**AIM**
How many lines of the data below contain the string "tree"? Reply with the number alone.

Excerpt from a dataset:
=-=-=
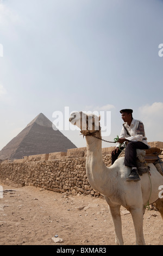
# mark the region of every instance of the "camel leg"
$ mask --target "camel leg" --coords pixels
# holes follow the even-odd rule
[[[120,214],[121,205],[110,206],[110,209],[114,224],[116,239],[115,243],[117,245],[123,245],[123,240],[122,233],[122,222]]]
[[[143,231],[143,207],[142,208],[130,209],[136,235],[136,245],[145,245],[145,241]]]
[[[159,198],[153,205],[161,214],[161,218],[163,220],[163,198]]]

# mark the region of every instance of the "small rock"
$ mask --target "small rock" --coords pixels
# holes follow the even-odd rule
[[[130,212],[129,211],[127,211],[127,210],[124,210],[124,211],[122,211],[121,212],[124,215],[126,215],[127,214],[130,214]]]
[[[77,208],[77,209],[79,210],[79,211],[81,211],[81,210],[84,209],[85,207],[85,206],[79,207],[79,208]]]
[[[64,241],[63,239],[59,237],[52,237],[52,239],[55,243],[61,243]]]

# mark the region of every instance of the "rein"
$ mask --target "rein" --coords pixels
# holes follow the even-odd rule
[[[101,127],[99,126],[99,130],[101,130]],[[95,136],[95,135],[93,135],[94,133],[95,133],[97,131],[95,131],[94,132],[90,132],[89,131],[88,132],[87,132],[86,133],[85,133],[83,131],[82,131],[82,130],[80,131],[80,132],[81,132],[81,135],[83,135],[83,137],[84,136],[92,136],[92,137],[93,137],[93,138],[96,138],[96,139],[100,139],[101,141],[104,141],[105,142],[108,142],[109,143],[116,143],[117,142],[117,141],[118,141],[119,139],[119,137],[117,135],[116,138],[115,138],[114,139],[114,141],[106,141],[106,139],[102,139],[101,137],[96,137]],[[122,147],[122,144],[120,144],[120,147],[119,147],[119,149],[120,150],[122,150],[122,149],[121,149],[120,148]],[[123,147],[124,148],[126,147],[125,146],[125,144],[124,143],[123,143]]]

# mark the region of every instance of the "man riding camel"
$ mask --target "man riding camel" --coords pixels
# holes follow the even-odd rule
[[[133,118],[133,111],[130,109],[120,111],[124,123],[123,124],[116,148],[111,153],[112,164],[121,152],[119,149],[121,144],[127,142],[125,150],[124,165],[131,168],[130,174],[126,179],[127,181],[140,180],[136,168],[136,149],[149,148],[143,124],[141,121]],[[123,148],[122,146],[121,149]]]

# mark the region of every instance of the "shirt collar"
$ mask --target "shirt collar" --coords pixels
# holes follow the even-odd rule
[[[133,125],[134,125],[135,123],[135,119],[134,119],[134,118],[133,118],[133,120],[132,120],[132,121],[131,123],[131,125],[130,125],[130,126],[129,126],[129,125],[128,124],[128,123],[127,122],[124,123],[124,124],[127,126],[130,127],[131,127]]]

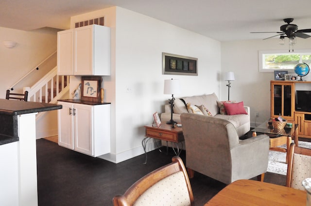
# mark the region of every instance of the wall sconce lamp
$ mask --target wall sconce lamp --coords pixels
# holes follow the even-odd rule
[[[165,79],[164,80],[164,94],[172,95],[172,99],[169,99],[169,103],[171,104],[171,120],[166,124],[173,125],[177,124],[177,122],[173,120],[173,107],[174,107],[174,95],[180,93],[180,84],[179,79]]]
[[[234,73],[232,72],[226,72],[224,77],[224,80],[228,81],[228,83],[225,85],[228,87],[228,101],[229,101],[230,88],[231,87],[231,82],[230,81],[234,81]]]
[[[4,41],[3,42],[4,47],[8,48],[14,48],[16,45],[16,42],[12,41]]]

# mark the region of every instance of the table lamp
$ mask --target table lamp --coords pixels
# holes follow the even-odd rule
[[[230,81],[234,81],[234,73],[233,72],[226,72],[224,77],[224,80],[228,81],[228,83],[225,85],[228,87],[228,101],[230,97],[230,88],[231,87],[231,83]]]
[[[174,107],[174,95],[180,93],[180,84],[179,79],[165,79],[164,80],[164,94],[172,95],[172,99],[169,99],[169,103],[171,104],[171,120],[166,124],[173,125],[177,124],[177,122],[173,120],[173,107]]]

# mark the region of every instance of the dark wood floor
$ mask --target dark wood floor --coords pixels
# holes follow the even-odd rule
[[[94,158],[45,139],[37,141],[39,206],[112,206],[112,198],[122,194],[142,176],[171,161],[158,150],[118,164]],[[180,157],[185,160],[185,152]],[[267,173],[265,182],[285,185],[286,176]],[[196,205],[203,206],[225,186],[196,173],[190,180]]]

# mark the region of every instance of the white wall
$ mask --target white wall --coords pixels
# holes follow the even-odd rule
[[[286,39],[286,43],[288,39]],[[311,39],[298,38],[295,49],[311,48]],[[278,44],[278,39],[224,42],[221,43],[222,73],[233,71],[235,80],[232,81],[230,99],[243,101],[250,106],[251,124],[254,127],[256,113],[257,125],[270,117],[270,80],[274,80],[273,72],[259,72],[258,51],[288,50],[288,45]],[[291,72],[291,73],[294,73]],[[311,80],[309,74],[304,80]],[[222,98],[227,99],[228,87],[221,82]]]
[[[182,92],[176,97],[218,95],[220,43],[120,7],[116,26],[116,131],[112,151],[120,162],[143,153],[143,126],[152,123],[155,111],[164,111],[171,97],[163,94],[164,79],[180,79]],[[162,75],[162,52],[197,58],[198,76]],[[132,93],[126,92],[127,87]]]
[[[112,131],[111,152],[101,157],[119,162],[143,154],[143,126],[152,123],[155,111],[164,111],[164,105],[171,97],[163,94],[164,79],[181,80],[182,93],[176,97],[219,95],[221,45],[217,41],[120,7],[71,17],[71,28],[73,22],[103,15],[105,25],[112,29],[111,75],[103,78],[105,101],[111,102]],[[162,52],[197,58],[199,75],[162,75]],[[76,79],[78,83],[79,78]],[[127,88],[131,93],[126,92]],[[153,148],[147,146],[148,150]]]

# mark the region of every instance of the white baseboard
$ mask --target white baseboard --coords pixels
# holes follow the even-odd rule
[[[157,142],[158,145],[161,145],[161,142],[158,141]],[[146,145],[146,152],[148,152],[152,150],[154,150],[157,148],[157,147],[155,143],[153,140],[151,140]],[[129,159],[131,158],[135,158],[139,155],[144,154],[145,152],[142,146],[140,146],[134,148],[130,150],[125,151],[118,154],[108,153],[105,155],[101,155],[98,157],[103,159],[109,161],[113,163],[118,163],[121,161]],[[142,163],[143,162],[141,162]]]
[[[57,135],[57,129],[51,129],[49,131],[37,131],[35,134],[35,139],[39,139]]]

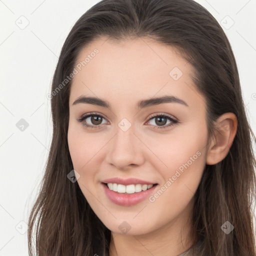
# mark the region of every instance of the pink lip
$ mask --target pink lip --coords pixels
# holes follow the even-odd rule
[[[127,179],[123,179],[119,178],[108,178],[104,180],[102,182],[103,183],[116,183],[116,184],[122,184],[123,185],[131,185],[132,184],[146,184],[147,185],[150,185],[156,184],[150,182],[147,182],[146,180],[142,180],[136,178],[130,178]]]
[[[112,183],[112,182],[108,182]],[[119,184],[122,184],[122,182]],[[133,183],[134,184],[134,183]],[[141,183],[139,183],[141,184]],[[122,206],[132,206],[143,201],[152,194],[158,185],[153,186],[149,190],[132,194],[120,194],[110,190],[108,186],[103,183],[101,185],[108,199],[114,204]]]

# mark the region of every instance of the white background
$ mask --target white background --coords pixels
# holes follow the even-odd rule
[[[70,30],[98,2],[0,0],[0,256],[28,255],[25,222],[38,194],[52,136],[46,95]],[[234,22],[229,29],[222,27],[236,60],[256,134],[256,0],[196,2],[226,28],[232,24],[230,18]],[[29,24],[22,30],[16,24],[21,26],[22,22]],[[28,124],[23,132],[16,126],[21,118]]]

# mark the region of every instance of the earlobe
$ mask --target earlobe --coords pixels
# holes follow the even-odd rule
[[[215,164],[224,159],[234,138],[238,120],[234,113],[225,113],[216,123],[216,132],[212,140],[207,153],[206,164]]]

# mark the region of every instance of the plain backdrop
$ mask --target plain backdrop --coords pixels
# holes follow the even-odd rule
[[[98,2],[0,0],[0,256],[28,255],[26,222],[52,136],[46,96],[70,30]],[[256,133],[256,0],[196,2],[230,42]]]

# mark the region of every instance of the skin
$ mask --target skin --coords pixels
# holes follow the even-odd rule
[[[77,64],[96,48],[98,53],[76,74],[70,90],[68,142],[74,169],[80,175],[78,184],[94,212],[112,230],[110,256],[176,256],[192,245],[194,194],[206,164],[226,156],[236,132],[236,116],[226,113],[220,118],[220,132],[207,146],[205,98],[193,84],[192,66],[174,48],[146,38],[118,43],[102,38],[82,50]],[[169,74],[174,67],[183,73],[177,80]],[[136,108],[140,100],[164,95],[178,97],[188,106],[168,102]],[[111,109],[72,105],[81,96],[107,100]],[[104,118],[102,124],[92,129],[77,120],[91,112]],[[162,114],[180,122],[158,129],[162,126],[156,118],[150,120],[150,115]],[[118,126],[124,118],[131,124],[126,132]],[[97,125],[90,117],[86,121]],[[165,126],[170,122],[167,119]],[[198,152],[197,159],[154,202],[146,198],[120,206],[102,190],[101,182],[114,177],[137,178],[157,183],[160,189]],[[130,226],[126,234],[118,228],[124,221]]]

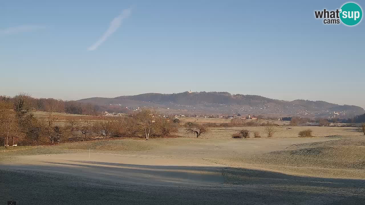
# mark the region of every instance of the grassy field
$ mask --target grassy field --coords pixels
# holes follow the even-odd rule
[[[354,128],[280,126],[272,138],[231,138],[243,128],[265,127],[11,147],[27,149],[0,151],[0,201],[89,204],[107,196],[116,204],[364,204],[365,136]],[[298,137],[308,128],[315,136]]]
[[[32,111],[31,112],[38,120],[46,119],[48,117],[48,113],[46,112],[43,111]],[[52,115],[55,116],[57,116],[58,120],[59,121],[63,120],[64,119],[65,120],[79,120],[80,119],[84,120],[87,119],[90,120],[103,120],[103,117],[99,116],[89,116],[76,114],[64,114],[59,112],[53,112],[52,113]]]
[[[200,137],[202,139],[228,139],[232,138],[231,135],[239,131],[245,129],[250,132],[251,138],[254,137],[253,132],[258,132],[262,137],[266,138],[265,127],[233,127],[228,128],[211,128],[210,132]],[[364,134],[356,128],[317,127],[317,126],[279,126],[275,127],[276,132],[273,138],[297,138],[300,131],[310,129],[313,131],[314,136],[325,137],[335,135],[360,136]],[[184,128],[180,128],[177,134],[181,136],[194,137],[193,135],[186,134]]]

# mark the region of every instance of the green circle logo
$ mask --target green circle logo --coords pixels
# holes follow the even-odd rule
[[[355,3],[346,3],[341,7],[340,18],[343,23],[347,26],[356,25],[362,17],[362,10]]]

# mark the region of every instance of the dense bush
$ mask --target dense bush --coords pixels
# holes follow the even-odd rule
[[[239,132],[237,132],[236,133],[233,133],[232,134],[232,138],[234,139],[241,139],[243,138],[242,137],[242,135],[239,133]]]
[[[258,131],[254,131],[253,137],[255,138],[261,138],[261,135],[260,135],[260,132]]]
[[[313,132],[310,129],[306,129],[299,132],[298,134],[300,137],[302,138],[310,138],[312,136],[312,133]]]
[[[242,129],[239,131],[239,134],[242,136],[242,138],[250,138],[250,132],[247,129]]]
[[[365,135],[365,123],[362,124],[359,128],[359,129],[360,132],[362,132],[364,134],[364,135]]]

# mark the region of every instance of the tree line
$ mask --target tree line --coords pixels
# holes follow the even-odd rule
[[[142,135],[148,140],[151,136],[166,137],[178,131],[178,122],[161,117],[153,108],[102,121],[69,120],[61,125],[57,122],[60,116],[55,113],[62,104],[59,100],[46,101],[47,119],[38,120],[30,112],[34,99],[26,93],[0,99],[0,142],[5,148],[12,145],[12,140],[15,139],[22,145],[54,144],[98,137]]]
[[[83,103],[73,100],[65,101],[53,98],[36,98],[28,93],[21,93],[13,97],[0,96],[0,100],[13,103],[17,110],[23,109],[46,111],[51,107],[54,112],[99,116],[101,112],[126,113],[128,110],[125,107],[114,105],[99,105],[91,103]]]

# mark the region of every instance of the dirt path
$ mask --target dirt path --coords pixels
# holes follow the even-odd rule
[[[0,163],[0,203],[365,204],[365,180],[297,177],[205,159],[333,139],[196,140],[133,154],[92,151],[90,158],[86,152],[19,156]]]

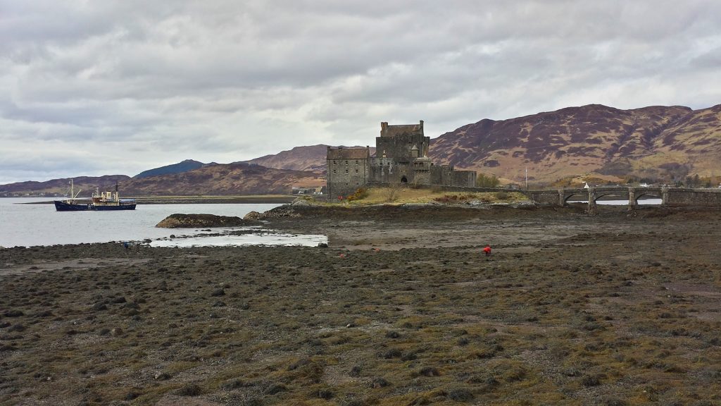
=-=-=
**FULL OUTPUT**
2